SET TASK A:
Answer these questions from the forum thread below, marking each answer (i), (ii) or (iii) on its own line.
(i) What length was the WDW_RECOVERY time window configured to?
(ii) With which fault-reaction type enabled does the program actually restart?
(iii) What nFaultID was used for the injected fault in the test?

EXTRACT PROVIDED:
** begin **
Functional Reset not happening when some of FCCU's Fault-Reaction Types are enabled

JRodrigues · ‎10-23-2024

Hello everyone,

I'm having some trouble with FCCU and FS26's Microcontroller Recovery Strategy when i want to perform a functional reset on the microcontroller.

So, in FS26's documentation it explains how when a fault occurs and it is transmitted through the EOUT Pins to FS26, the SBC can enter a "microcontroller recovery strategy" in which the objective is to try and recover the fault inside a time window (WDW_RECOVERY) and not give the microcontroller a reset, i.e., the FS26 send a reset command to the microcontroller.

That being so, i configured my time window with 1024ms and, when i inject a fault and the EOUT Pins indicate a faulty condition to FS26, it will open that window and there i will try to perform a functional reset (SW_FUNC_RST or FCCU_RST) so my program restarts and clears the fault in FCCU's initialization, "eMcem_Init()" API Function, and then refreshes the watchdog after FS26's initialization process. With this, the system would go back to a Normal State and no resets were needed to happen.

The problem is that the program only restarts, i.e., the microcontroller is given a functional reset, when the fault-reaction type enabled is "Activate EOUT Pins". When i enable any of the other reaction-types (Recovery Timeout, Alarm State Interrupt or Fault State NMI), the RESET_B Pin gets asserted, but the program doesn't restart.

In the annexes of this post i'm leaving one of the tests i made showing this behavior. It may be confusing, but i'm going to try to make a resume of what happens during each stage:

(1) The program begins in the main function and starts initializing the MCU, Peripherals, SPI, Timers, etc

(2) The FCCU initialization begins with "eMcem_Init()" API Function (which clears all faults) and then FS26 is initialized (and the watchdog refreshing begins, look at D11 - SBC WATCHDOG NOTIFICATION Pin)

(3) A fault, with nFaultID = 72, is injected with "eMcem_InjectFault(nFaultID)". The program initially enters the ALARM State and, since it can't clear the fault (D8 - ERR_NOT_RECOVERED Pin), FCCU's state machine enters Fault State and indicates a Faulty Condition to off-chips on the EOUT Pins

(4) The WDW_RECOVERY window opens from FS26's side

(5) As a fault-reaction, a functional reset happens (FCCU_RST is active in TRACE32's window)
** end **
SET TASK B:
Locate every line in the records below that contains the word "blade", and copy each of those lines.

RECORDS FOR PROCESSING:
** begin **
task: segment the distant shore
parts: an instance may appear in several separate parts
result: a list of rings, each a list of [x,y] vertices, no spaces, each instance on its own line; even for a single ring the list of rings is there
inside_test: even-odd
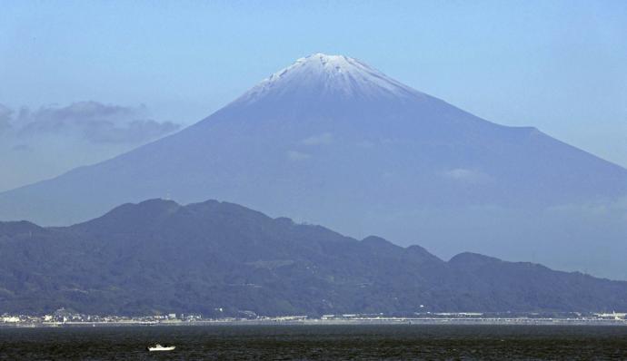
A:
[[[182,326],[367,326],[367,325],[413,325],[413,326],[627,326],[625,319],[586,319],[586,318],[352,318],[298,320],[282,319],[213,319],[199,321],[168,320],[163,322],[41,322],[41,323],[0,323],[0,328],[33,327],[182,327]]]

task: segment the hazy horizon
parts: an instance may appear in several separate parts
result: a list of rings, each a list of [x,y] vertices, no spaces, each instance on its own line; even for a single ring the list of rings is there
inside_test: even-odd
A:
[[[620,2],[114,4],[5,3],[0,191],[191,125],[317,52],[627,167]]]

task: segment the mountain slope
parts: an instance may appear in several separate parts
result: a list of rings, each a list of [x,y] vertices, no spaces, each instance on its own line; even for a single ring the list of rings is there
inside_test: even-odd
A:
[[[627,308],[627,282],[471,253],[445,262],[418,246],[360,241],[215,200],[125,204],[65,228],[4,222],[0,254],[0,309],[12,313]]]
[[[168,194],[627,278],[627,171],[344,56],[300,59],[176,134],[1,193],[0,219],[66,225]]]

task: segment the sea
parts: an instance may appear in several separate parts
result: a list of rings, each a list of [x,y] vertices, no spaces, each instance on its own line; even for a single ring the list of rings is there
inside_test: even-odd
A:
[[[173,345],[174,351],[146,346]],[[0,360],[624,360],[621,326],[0,328]]]

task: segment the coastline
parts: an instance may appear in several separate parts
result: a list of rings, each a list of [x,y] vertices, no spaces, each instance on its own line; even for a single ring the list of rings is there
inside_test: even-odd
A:
[[[212,319],[212,320],[168,320],[161,322],[115,321],[115,322],[40,322],[0,323],[2,328],[58,328],[58,327],[203,327],[203,326],[627,326],[625,319],[585,318],[352,318],[321,319]]]

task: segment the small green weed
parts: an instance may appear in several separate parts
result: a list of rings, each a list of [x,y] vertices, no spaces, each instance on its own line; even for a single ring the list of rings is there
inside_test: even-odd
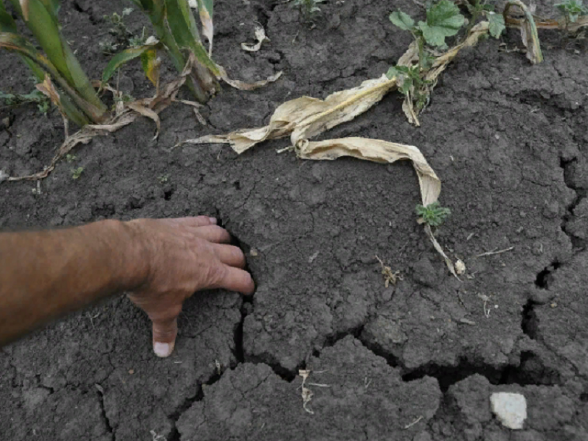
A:
[[[569,23],[576,23],[580,15],[588,15],[588,8],[582,4],[582,0],[566,0],[555,6],[564,13]]]
[[[567,28],[570,23],[578,21],[580,16],[588,15],[588,8],[582,4],[582,0],[566,0],[555,6],[563,12]]]
[[[5,93],[0,91],[0,101],[3,101],[6,106],[19,106],[28,102],[37,104],[39,111],[46,115],[49,111],[50,102],[49,98],[43,95],[37,89],[30,93]]]
[[[72,179],[80,179],[80,177],[82,176],[82,172],[84,171],[83,167],[79,167],[77,169],[71,169],[71,178]]]
[[[105,55],[112,55],[120,49],[136,48],[145,44],[147,40],[145,28],[143,26],[140,36],[134,35],[125,24],[125,17],[133,12],[132,8],[126,8],[119,15],[113,12],[112,15],[104,15],[104,20],[109,21],[112,27],[109,30],[113,39],[102,40],[98,43],[100,50]]]
[[[426,207],[416,205],[416,214],[423,219],[423,222],[431,227],[439,227],[451,214],[451,210],[441,207],[438,202],[434,202]]]
[[[494,5],[490,2],[493,0],[470,0],[466,3],[468,10],[472,17],[470,19],[466,33],[469,33],[481,17],[486,16],[488,22],[488,32],[494,38],[498,38],[504,32],[506,26],[502,14],[494,12]]]
[[[320,13],[319,3],[326,0],[293,0],[292,6],[300,9],[300,13],[307,21],[312,21],[317,14]]]
[[[398,87],[398,91],[416,104],[417,111],[423,110],[429,104],[430,94],[427,86],[430,82],[421,77],[418,66],[391,67],[386,75],[388,78],[397,77],[401,79],[402,84]]]

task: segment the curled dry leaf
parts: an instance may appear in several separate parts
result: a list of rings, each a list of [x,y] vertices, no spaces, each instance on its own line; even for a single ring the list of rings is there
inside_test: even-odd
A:
[[[28,0],[19,0],[19,2],[23,18],[24,18],[25,21],[28,21]]]
[[[457,50],[459,49],[454,50],[455,54]],[[418,57],[418,49],[415,45],[411,45],[399,64],[409,65],[414,62],[415,56]],[[452,59],[452,57],[446,57],[445,59],[448,60],[446,62]],[[441,71],[442,68],[439,68],[439,73]],[[264,127],[239,130],[226,135],[208,135],[183,141],[178,145],[227,143],[237,153],[241,153],[263,141],[290,135],[292,146],[298,157],[302,159],[334,160],[342,156],[351,156],[380,163],[410,160],[419,178],[423,205],[426,206],[437,201],[441,191],[441,181],[414,146],[362,138],[320,142],[308,140],[335,126],[351,121],[379,102],[386,93],[396,87],[396,77],[388,79],[383,75],[365,81],[358,87],[332,93],[324,100],[301,97],[278,106],[269,124]],[[451,273],[457,277],[453,263],[445,254],[428,225],[425,226],[425,230]]]
[[[155,125],[157,126],[157,131],[155,132],[155,136],[153,137],[153,139],[156,140],[157,137],[159,136],[159,131],[161,130],[161,122],[159,120],[159,115],[156,112],[152,111],[149,107],[146,107],[140,104],[138,102],[131,102],[127,103],[127,106],[135,111],[138,113],[140,113],[143,116],[145,116],[155,122]]]
[[[111,132],[116,131],[125,126],[129,125],[136,120],[140,115],[145,113],[143,110],[144,109],[153,111],[156,115],[160,113],[175,100],[178,91],[185,82],[186,77],[191,72],[191,67],[187,65],[186,68],[184,69],[184,71],[178,78],[164,86],[154,97],[134,102],[132,103],[134,104],[133,106],[136,107],[136,109],[138,109],[138,106],[140,106],[143,108],[141,109],[143,113],[138,110],[131,109],[131,106],[129,105],[129,103],[125,103],[125,105],[117,108],[118,110],[114,116],[104,124],[88,124],[73,135],[67,136],[57,150],[57,153],[51,160],[50,164],[44,167],[42,171],[26,176],[10,176],[8,178],[8,180],[37,180],[38,179],[44,179],[49,176],[49,173],[55,169],[55,165],[59,160],[71,151],[75,146],[80,144],[88,144],[95,136],[104,136]],[[103,88],[113,93],[118,93],[108,84],[104,84]],[[149,118],[151,117],[149,116]]]
[[[539,42],[539,35],[537,33],[537,26],[535,18],[526,5],[520,0],[508,0],[504,8],[504,21],[507,21],[508,11],[512,6],[517,6],[524,14],[524,19],[520,22],[521,38],[523,44],[526,48],[526,57],[533,64],[543,61],[543,54],[541,53],[541,44]]]
[[[266,30],[263,26],[255,25],[255,39],[257,41],[255,44],[241,43],[241,48],[247,52],[257,52],[261,48],[261,44],[269,41],[270,39],[266,36]]]
[[[588,26],[588,16],[582,16],[578,19],[573,23],[566,20],[565,17],[560,20],[544,19],[540,19],[536,17],[535,19],[535,26],[538,29],[562,29],[566,30],[569,32],[577,32],[581,28]],[[520,28],[523,26],[526,19],[520,19],[508,16],[505,17],[504,21],[506,26],[509,28]]]
[[[309,138],[336,125],[351,121],[377,104],[392,88],[395,79],[385,75],[363,82],[361,86],[336,92],[324,100],[301,97],[287,101],[276,109],[264,127],[239,130],[226,135],[208,135],[186,140],[180,144],[230,144],[241,153],[263,141],[292,135],[295,140]]]
[[[302,159],[332,160],[343,156],[351,156],[384,164],[410,160],[412,161],[419,178],[423,205],[426,207],[436,202],[441,193],[441,180],[421,151],[412,145],[365,138],[343,138],[325,141],[299,142],[296,145],[296,153]]]
[[[458,259],[455,261],[455,272],[457,272],[459,275],[461,275],[464,272],[466,272],[466,264],[461,259]]]

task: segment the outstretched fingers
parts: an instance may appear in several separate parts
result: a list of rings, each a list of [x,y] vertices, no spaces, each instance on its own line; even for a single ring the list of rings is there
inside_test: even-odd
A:
[[[244,270],[223,265],[216,273],[217,280],[212,282],[211,288],[223,288],[245,294],[253,294],[255,290],[255,283],[251,274]]]

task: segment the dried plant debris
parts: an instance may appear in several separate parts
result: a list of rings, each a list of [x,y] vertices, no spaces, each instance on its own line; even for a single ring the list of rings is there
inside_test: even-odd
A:
[[[384,276],[384,287],[388,288],[390,283],[396,285],[399,280],[403,280],[402,274],[400,271],[392,271],[392,269],[385,265],[381,259],[376,256],[376,259],[380,262],[380,265],[382,267],[382,275]]]
[[[255,25],[255,40],[257,42],[255,44],[241,43],[241,48],[247,52],[257,52],[261,48],[261,45],[264,43],[270,41],[270,39],[266,35],[266,30],[259,24]]]

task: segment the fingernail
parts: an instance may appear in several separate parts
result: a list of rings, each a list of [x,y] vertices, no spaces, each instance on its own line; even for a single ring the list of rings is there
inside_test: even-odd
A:
[[[160,357],[162,358],[169,357],[169,355],[172,355],[172,350],[174,350],[174,346],[169,343],[156,341],[153,344],[153,352],[154,352],[155,355],[158,357]]]

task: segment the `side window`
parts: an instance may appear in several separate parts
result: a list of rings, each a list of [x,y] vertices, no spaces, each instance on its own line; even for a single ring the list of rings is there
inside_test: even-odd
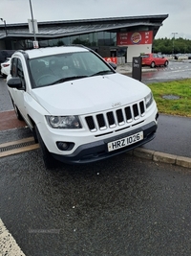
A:
[[[21,60],[18,58],[17,60],[17,77],[21,79],[22,81],[22,87],[25,87],[25,77],[23,73],[23,66]]]

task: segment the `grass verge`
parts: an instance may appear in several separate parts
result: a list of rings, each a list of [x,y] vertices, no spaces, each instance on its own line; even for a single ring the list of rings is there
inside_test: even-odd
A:
[[[191,117],[191,79],[147,85],[153,92],[159,113]],[[174,96],[179,99],[175,100]]]

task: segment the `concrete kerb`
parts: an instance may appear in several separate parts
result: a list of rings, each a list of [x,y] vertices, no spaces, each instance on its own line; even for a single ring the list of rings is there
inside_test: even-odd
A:
[[[153,160],[155,162],[162,162],[185,168],[191,168],[191,158],[189,157],[159,152],[143,148],[137,148],[133,151],[128,151],[127,153],[138,157]]]
[[[157,71],[156,68],[142,67],[142,72],[152,72]],[[118,64],[117,66],[117,72],[120,74],[131,74],[132,73],[132,63]]]

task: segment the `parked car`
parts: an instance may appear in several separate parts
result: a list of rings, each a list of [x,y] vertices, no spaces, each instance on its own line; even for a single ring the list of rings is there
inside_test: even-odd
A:
[[[8,58],[5,62],[1,63],[1,75],[6,78],[10,73],[11,58]]]
[[[47,168],[54,159],[101,160],[155,137],[159,114],[150,88],[86,47],[15,52],[7,83],[17,118],[39,142]]]
[[[156,66],[168,66],[168,58],[162,57],[159,54],[144,54],[141,55],[142,66],[150,66],[152,68]]]

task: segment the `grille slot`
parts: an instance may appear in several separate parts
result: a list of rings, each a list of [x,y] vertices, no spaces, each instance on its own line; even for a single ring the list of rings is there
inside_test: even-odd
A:
[[[86,116],[86,124],[89,129],[94,132],[96,130],[107,130],[108,128],[119,128],[125,124],[138,120],[145,114],[144,102],[138,102],[123,108],[110,110],[109,112],[98,113],[96,115]],[[136,124],[134,124],[135,126]]]
[[[2,148],[0,148],[0,152],[20,149],[20,148],[31,146],[31,145],[33,145],[33,144],[35,144],[34,141],[28,141],[28,142],[23,142],[23,143],[19,143],[19,144],[14,144],[14,145],[2,147]]]

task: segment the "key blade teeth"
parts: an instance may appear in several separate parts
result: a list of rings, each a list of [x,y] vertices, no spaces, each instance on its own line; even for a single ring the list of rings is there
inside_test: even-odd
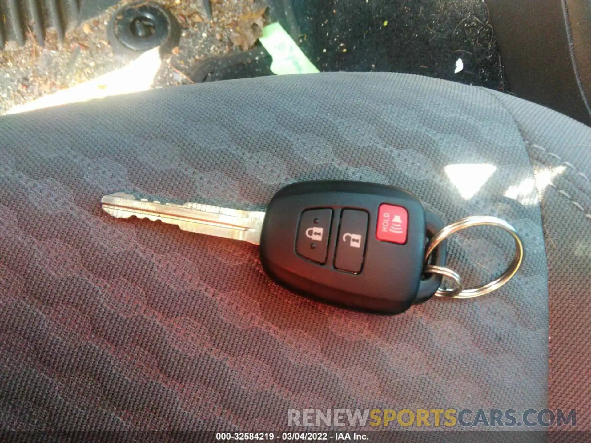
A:
[[[118,219],[148,219],[174,224],[183,231],[259,244],[265,213],[186,203],[163,203],[125,193],[105,196],[103,210]]]

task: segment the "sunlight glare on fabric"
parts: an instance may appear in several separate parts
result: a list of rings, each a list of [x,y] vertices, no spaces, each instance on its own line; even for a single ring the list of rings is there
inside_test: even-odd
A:
[[[496,167],[488,163],[447,165],[445,173],[465,200],[470,200],[491,178]]]
[[[17,105],[7,113],[17,114],[59,105],[147,90],[154,83],[154,77],[160,68],[161,63],[159,48],[154,48],[122,68],[33,102]]]
[[[538,193],[552,184],[552,179],[564,172],[566,166],[561,165],[535,171],[535,178],[525,178],[519,184],[509,186],[504,195],[517,200],[521,204],[537,204],[540,201]]]

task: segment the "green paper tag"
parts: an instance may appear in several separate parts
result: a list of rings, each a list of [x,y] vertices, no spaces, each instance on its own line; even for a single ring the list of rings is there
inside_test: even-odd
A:
[[[278,23],[263,28],[262,37],[259,41],[273,57],[271,70],[274,74],[281,76],[320,72]]]

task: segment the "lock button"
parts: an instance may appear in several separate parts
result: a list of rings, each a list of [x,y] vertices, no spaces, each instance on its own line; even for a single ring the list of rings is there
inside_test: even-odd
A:
[[[335,268],[357,273],[361,271],[365,252],[369,216],[365,211],[345,209],[339,228]]]
[[[298,255],[317,263],[326,262],[332,210],[309,209],[300,217],[296,252]]]

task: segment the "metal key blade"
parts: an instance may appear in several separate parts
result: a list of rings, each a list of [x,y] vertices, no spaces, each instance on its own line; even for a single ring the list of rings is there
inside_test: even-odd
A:
[[[184,231],[258,245],[265,213],[241,211],[200,203],[161,203],[138,200],[130,194],[115,193],[101,200],[103,209],[118,219],[135,216],[176,224]]]

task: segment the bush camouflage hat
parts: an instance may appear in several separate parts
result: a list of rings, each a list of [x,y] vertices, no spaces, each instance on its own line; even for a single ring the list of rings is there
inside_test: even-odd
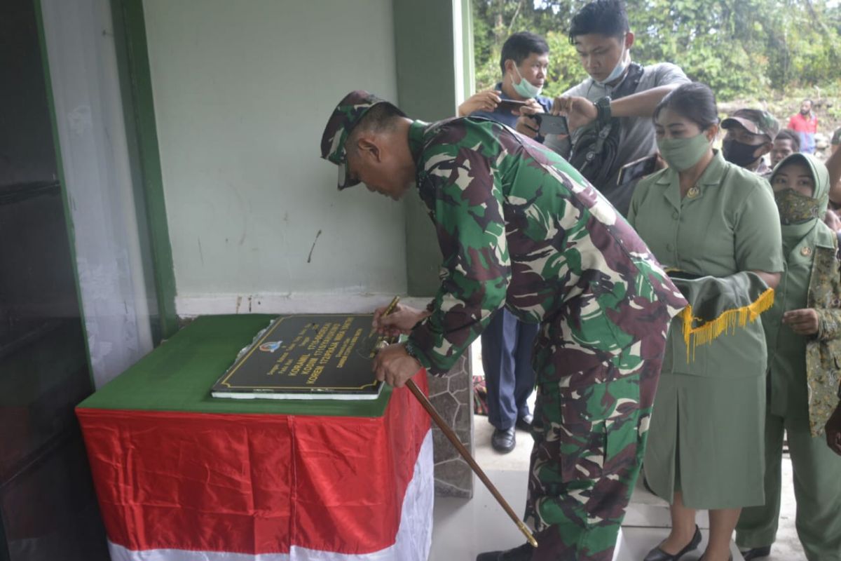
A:
[[[380,99],[365,90],[354,90],[339,102],[327,121],[327,126],[324,128],[324,134],[321,135],[321,157],[339,167],[339,190],[359,183],[358,179],[352,179],[348,173],[345,142],[353,127],[362,120],[368,109],[378,103],[389,103],[401,115],[405,116],[394,103]]]
[[[734,124],[744,127],[752,135],[764,135],[769,142],[773,142],[780,132],[777,119],[762,109],[738,109],[722,121],[722,129],[729,129]]]

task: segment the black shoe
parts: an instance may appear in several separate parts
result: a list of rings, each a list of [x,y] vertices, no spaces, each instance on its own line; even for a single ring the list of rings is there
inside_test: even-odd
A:
[[[516,443],[517,437],[513,426],[505,431],[502,429],[495,429],[494,436],[490,437],[490,445],[494,447],[495,450],[501,452],[504,454],[507,454],[513,450]]]
[[[750,549],[742,552],[742,557],[744,558],[744,561],[759,559],[760,557],[768,557],[770,554],[771,546],[770,545],[766,545],[764,548],[751,548]]]
[[[488,551],[476,556],[476,561],[531,561],[534,548],[523,543],[519,548],[505,551]]]
[[[531,432],[532,421],[534,421],[534,415],[529,413],[528,415],[524,415],[523,416],[519,417],[517,419],[517,422],[514,426],[521,431]]]
[[[689,552],[697,549],[699,543],[701,543],[701,530],[696,526],[695,536],[692,536],[692,541],[689,542],[689,545],[679,551],[677,554],[671,555],[667,553],[660,549],[660,546],[657,546],[648,552],[648,554],[645,556],[644,561],[678,561],[678,559]]]

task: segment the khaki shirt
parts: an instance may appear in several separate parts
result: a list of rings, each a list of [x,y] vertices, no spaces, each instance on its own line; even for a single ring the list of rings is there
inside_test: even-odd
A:
[[[783,270],[780,215],[767,183],[716,151],[696,186],[681,198],[678,174],[665,169],[637,185],[628,221],[666,267],[727,277],[741,271]],[[669,331],[664,372],[712,378],[761,376],[761,321],[722,335],[686,361],[683,325]]]

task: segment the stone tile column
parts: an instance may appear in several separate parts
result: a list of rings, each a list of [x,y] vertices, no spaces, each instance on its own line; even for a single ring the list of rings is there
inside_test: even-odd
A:
[[[446,377],[429,377],[430,401],[473,453],[473,372],[468,349]],[[473,497],[473,470],[447,438],[432,424],[435,455],[435,494],[438,496]]]

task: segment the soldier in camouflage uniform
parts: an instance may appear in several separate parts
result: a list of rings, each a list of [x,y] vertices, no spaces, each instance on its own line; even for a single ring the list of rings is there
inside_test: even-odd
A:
** end **
WRITTEN RESPONSE A:
(i) 1024ms
(ii) Activate EOUT Pins
(iii) 72

WRITTEN RESPONSE B:
task: segment the "key blade teeth"
task: segment the "metal key blade"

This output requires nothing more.